== EXERCISE BRIEF ==
Reproduce the entries below verbatim, beginning at the start of the entries and continuing through the line that contains "x=969, y=162".

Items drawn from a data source
------------------------

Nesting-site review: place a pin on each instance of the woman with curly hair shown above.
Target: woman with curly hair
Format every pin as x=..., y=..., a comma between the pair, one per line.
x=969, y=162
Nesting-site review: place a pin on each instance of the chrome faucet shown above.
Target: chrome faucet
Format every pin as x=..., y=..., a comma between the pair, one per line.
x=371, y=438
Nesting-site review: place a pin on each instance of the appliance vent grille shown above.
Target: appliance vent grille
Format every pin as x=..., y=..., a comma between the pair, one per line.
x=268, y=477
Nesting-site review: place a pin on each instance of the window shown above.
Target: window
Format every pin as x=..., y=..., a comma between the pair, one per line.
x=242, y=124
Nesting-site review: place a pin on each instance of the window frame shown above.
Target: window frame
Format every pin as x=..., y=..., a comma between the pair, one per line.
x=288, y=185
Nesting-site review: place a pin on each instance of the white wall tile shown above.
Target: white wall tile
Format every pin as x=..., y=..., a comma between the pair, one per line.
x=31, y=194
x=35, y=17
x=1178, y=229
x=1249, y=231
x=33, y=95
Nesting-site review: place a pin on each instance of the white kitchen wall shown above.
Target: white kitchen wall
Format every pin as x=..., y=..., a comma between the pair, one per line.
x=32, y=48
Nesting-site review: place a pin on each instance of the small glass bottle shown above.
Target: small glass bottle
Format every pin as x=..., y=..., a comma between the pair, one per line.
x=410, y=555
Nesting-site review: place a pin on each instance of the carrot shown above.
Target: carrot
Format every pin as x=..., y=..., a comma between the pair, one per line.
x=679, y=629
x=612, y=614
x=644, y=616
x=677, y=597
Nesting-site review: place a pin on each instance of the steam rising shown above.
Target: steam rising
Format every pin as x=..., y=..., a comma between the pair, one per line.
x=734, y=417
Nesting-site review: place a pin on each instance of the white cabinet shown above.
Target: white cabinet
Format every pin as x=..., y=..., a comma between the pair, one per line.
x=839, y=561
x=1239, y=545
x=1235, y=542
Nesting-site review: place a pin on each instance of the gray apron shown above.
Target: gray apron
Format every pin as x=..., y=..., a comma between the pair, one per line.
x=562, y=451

------------------------

== PROBLEM SOLUTION ==
Nesting-site review: place a pin on each instance of the woman with curly hair shown above.
Target: woman with curly hair
Format every pin as x=..., y=..., a comma between the pair, one per line.
x=969, y=162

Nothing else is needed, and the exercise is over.